> [Yang Harus Dilakukan]: Tolong susun seluruh data di bawah ini sebagai daftar JSON berisi string, satu string untuk setiap baris, tanpa baris kosong. Jangan sertakan gambar dalam jawaban.

> [Data yang Diberikan]:
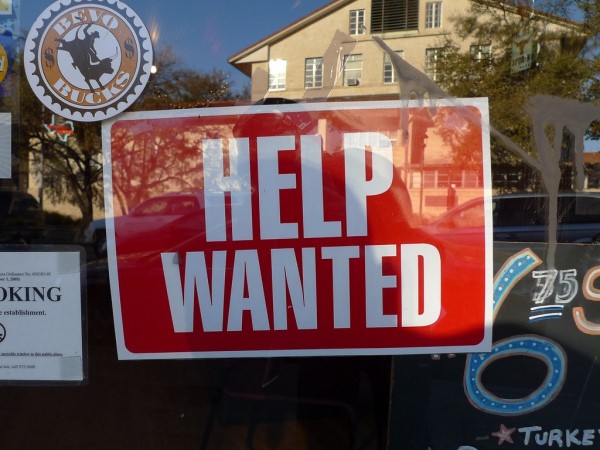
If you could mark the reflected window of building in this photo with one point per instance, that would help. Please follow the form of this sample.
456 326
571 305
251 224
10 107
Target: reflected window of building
432 56
433 15
277 72
352 70
481 52
313 73
400 15
357 21
389 74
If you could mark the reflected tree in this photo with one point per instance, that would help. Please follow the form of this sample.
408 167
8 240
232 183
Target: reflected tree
561 66
72 169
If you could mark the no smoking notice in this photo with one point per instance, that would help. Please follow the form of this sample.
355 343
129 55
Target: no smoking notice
40 316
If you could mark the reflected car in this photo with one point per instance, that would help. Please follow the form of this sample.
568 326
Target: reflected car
21 218
168 213
524 218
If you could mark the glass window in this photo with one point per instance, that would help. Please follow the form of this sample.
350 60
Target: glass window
277 73
357 21
313 72
389 73
433 15
279 241
352 70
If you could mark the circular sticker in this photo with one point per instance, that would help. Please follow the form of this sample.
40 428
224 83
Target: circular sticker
88 60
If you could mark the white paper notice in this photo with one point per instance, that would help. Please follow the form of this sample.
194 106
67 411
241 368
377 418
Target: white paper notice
40 316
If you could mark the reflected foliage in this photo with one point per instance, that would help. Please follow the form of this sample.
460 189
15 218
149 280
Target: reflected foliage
562 66
72 168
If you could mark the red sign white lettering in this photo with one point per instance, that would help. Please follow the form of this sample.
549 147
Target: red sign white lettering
298 230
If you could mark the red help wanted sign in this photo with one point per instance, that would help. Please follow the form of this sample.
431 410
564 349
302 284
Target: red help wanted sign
305 229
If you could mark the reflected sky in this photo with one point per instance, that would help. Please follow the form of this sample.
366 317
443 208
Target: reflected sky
205 34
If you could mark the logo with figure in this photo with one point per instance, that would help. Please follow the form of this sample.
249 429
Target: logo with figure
88 61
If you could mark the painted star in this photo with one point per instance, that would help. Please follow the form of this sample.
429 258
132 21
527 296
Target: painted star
504 435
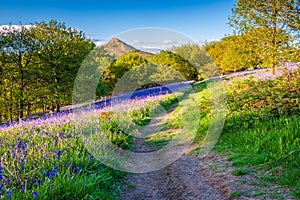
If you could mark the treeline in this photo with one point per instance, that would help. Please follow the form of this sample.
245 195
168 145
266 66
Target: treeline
164 67
38 66
266 34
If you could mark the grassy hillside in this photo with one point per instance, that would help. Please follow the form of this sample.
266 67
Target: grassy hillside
261 130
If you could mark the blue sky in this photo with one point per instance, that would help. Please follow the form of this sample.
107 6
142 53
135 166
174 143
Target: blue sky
199 19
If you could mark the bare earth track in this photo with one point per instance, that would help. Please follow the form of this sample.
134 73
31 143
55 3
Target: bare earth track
208 178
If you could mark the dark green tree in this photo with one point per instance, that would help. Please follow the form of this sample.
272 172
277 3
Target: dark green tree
276 19
61 53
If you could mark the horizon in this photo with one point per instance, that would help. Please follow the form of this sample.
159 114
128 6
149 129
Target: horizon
201 20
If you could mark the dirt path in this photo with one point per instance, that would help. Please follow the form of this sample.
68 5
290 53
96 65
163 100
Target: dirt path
183 179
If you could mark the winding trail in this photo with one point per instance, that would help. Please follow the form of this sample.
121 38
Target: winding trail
183 179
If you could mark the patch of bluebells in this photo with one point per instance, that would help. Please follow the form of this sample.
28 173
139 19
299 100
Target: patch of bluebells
35 146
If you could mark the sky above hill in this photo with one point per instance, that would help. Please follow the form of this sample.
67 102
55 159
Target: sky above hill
200 20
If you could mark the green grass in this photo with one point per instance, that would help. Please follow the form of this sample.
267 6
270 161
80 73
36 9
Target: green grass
261 129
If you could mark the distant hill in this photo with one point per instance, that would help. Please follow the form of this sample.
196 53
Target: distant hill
116 48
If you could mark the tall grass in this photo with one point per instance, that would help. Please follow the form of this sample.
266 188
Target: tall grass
49 158
262 127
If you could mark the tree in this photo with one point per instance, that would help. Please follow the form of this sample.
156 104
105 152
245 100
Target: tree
61 53
119 67
275 17
17 51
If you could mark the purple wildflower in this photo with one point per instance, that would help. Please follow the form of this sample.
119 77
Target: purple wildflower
8 194
78 169
35 195
54 171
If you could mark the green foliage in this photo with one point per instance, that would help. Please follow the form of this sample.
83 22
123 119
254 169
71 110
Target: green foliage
176 62
277 19
261 127
120 66
38 65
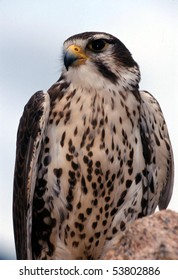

> [Jawaban yang Diharapkan]:
[
  "If you could mark the reflected window of building in this photo with one point per instance, that would help. Please follow the form of this sample.",
  "456 326",
  "571 305",
  "251 224",
  "10 107",
  "Target: reflected window of building",
  "432 56",
  "433 15",
  "277 72",
  "352 70",
  "481 52",
  "313 73",
  "400 15",
  "357 21",
  "389 74",
  "If you could mark the reflected tree in this photo with one point per instance, that would help. Please follow the form of this sample.",
  "408 167",
  "8 240",
  "232 183",
  "Target: reflected tree",
  "561 66",
  "72 169",
  "If you could mark the no smoking notice in this photo with one point per instance, that would help. Please follow the form of this sample.",
  "355 343",
  "129 55",
  "Target: no smoking notice",
  "40 316",
  "If you could mark the reflected car in this photo with one point per instance, that would help. Please follow the form of this sample.",
  "568 326",
  "Target: reflected car",
  "21 218",
  "168 213",
  "524 218",
  "If you could mark the glass window in this photo with one point per instance, that would help. Please follow the form of this sample.",
  "350 60",
  "Target: glass window",
  "277 73",
  "357 21",
  "313 72",
  "389 73",
  "433 15",
  "279 241",
  "352 70",
  "If you could mark the circular sticker in this photo with one point per instance, that would help. Please follow the form of this sample.",
  "40 428",
  "224 83",
  "Target: circular sticker",
  "88 60",
  "If you could mark the white paper notice in this photo with one point per instance, that would help. Please follow the form of this sample.",
  "194 106",
  "67 411",
  "241 368",
  "377 418",
  "Target: white paper notice",
  "40 316",
  "If you could mark the reflected foliage in this photo with one point per instance, that would help. Please follow the form of this sample.",
  "460 189",
  "15 218",
  "149 280",
  "Target: reflected foliage",
  "562 66",
  "72 168",
  "If you could mark the red sign white lettering in this photo with one point per instance, that would help. Please follow the form of this sample.",
  "549 147",
  "Target: red sign white lettering",
  "298 230",
  "If you could mark the red help wanted sign in this photo with one point per instance, that would help. Please follow the form of this sample.",
  "431 410",
  "564 349",
  "302 284",
  "Target: red help wanted sign",
  "305 229",
  "If you could mark the reflected sky in this photo with one point per instance, that would help. Please follow the form of this sample.",
  "366 317",
  "443 208",
  "Target: reflected sky",
  "205 34",
  "If you could mark the logo with figure in this photo with one point per instance, that would help. Please follow the form of this sample.",
  "249 429",
  "Target: logo with figure",
  "88 61",
  "If you could mark the painted star in this photo with one point per instance, that would help. Please follow the form of this sample.",
  "429 258",
  "132 21",
  "527 296",
  "Target: painted star",
  "504 435",
  "If you could mark the treeline in this photo with one point per instance, that would help. Please follow the form of this sample.",
  "245 195",
  "168 145",
  "266 66",
  "Target: treeline",
  "164 67",
  "38 66",
  "266 34",
  "If you could mark the grassy hillside in this photo with one point per instance, that would help. Please follow the form of this sample.",
  "266 67",
  "Target: grassy hillside",
  "261 130",
  "If you could mark the blue sky in this photo with one point per instance, that would help. Please follow the form of this sample.",
  "107 6",
  "142 53",
  "135 166",
  "174 143",
  "Target: blue sky",
  "199 19",
  "If you could mark the bare earth track in this photo with one point per instance, that would help. Please follow the form of this sample.",
  "134 73",
  "31 143",
  "55 3",
  "Target: bare earth track",
  "208 178",
  "If you could mark the dark green tree in this photo with one point per instance, that would help. Please follow the form of this sample.",
  "272 172",
  "277 3",
  "Target: dark green tree",
  "276 19",
  "61 53",
  "If you could mark the horizon in this photo with one point per instance, that would help. Please follow the form of this sample.",
  "159 114",
  "128 6",
  "149 129",
  "Target: horizon",
  "201 20",
  "If you could mark the dirt path in this photo with one point per instance, that would help. Please follow the form of this sample.",
  "68 5",
  "290 53",
  "96 65",
  "163 100",
  "Target: dirt path",
  "183 179",
  "If you could mark the winding trail in this photo with one point per instance, that would help. Please follow the form of this sample.",
  "121 38",
  "Target: winding trail",
  "183 179",
  "If you could mark the patch of bluebells in this photo with one point per instance, that would help. Please follow the form of this sample.",
  "28 173",
  "139 19",
  "299 100",
  "Target: patch of bluebells",
  "35 146",
  "If you could mark the sky above hill in this photo with one point per instance, that would help. Please follow the form of this sample.",
  "67 102",
  "55 159",
  "Target: sky above hill",
  "200 20",
  "If you could mark the green grass in this photo with one point per instance, that would help. Please follow the form of this sample.",
  "267 6",
  "270 161",
  "80 73",
  "36 9",
  "Target: green grass",
  "261 129",
  "If you could mark the distant hill in this photo with one point per instance, that would help. Please follow the form of this sample.",
  "196 53",
  "Target: distant hill",
  "116 48",
  "If you could mark the tall grass in this photo with one point per instance, that would help. Please follow the form of this sample.",
  "266 188",
  "Target: tall grass",
  "49 158",
  "262 127",
  "If you could mark the tree in this photo with one point per instance, that would help. Please follow the form of this sample.",
  "156 104",
  "105 152",
  "245 100",
  "Target: tree",
  "61 53",
  "119 67",
  "275 17",
  "17 51",
  "If you could mark the purple wildflower in this photo with one point per instance, that would help. Please follow the form of this sample.",
  "119 77",
  "Target: purple wildflower",
  "8 194",
  "78 169",
  "35 195",
  "54 171",
  "If you could mark the green foliage in this photo with one point per instance, that would help. Please follow the form of this sample.",
  "83 22",
  "123 119",
  "254 169",
  "71 110",
  "Target: green foliage",
  "176 62",
  "277 19",
  "261 127",
  "120 66",
  "38 65"
]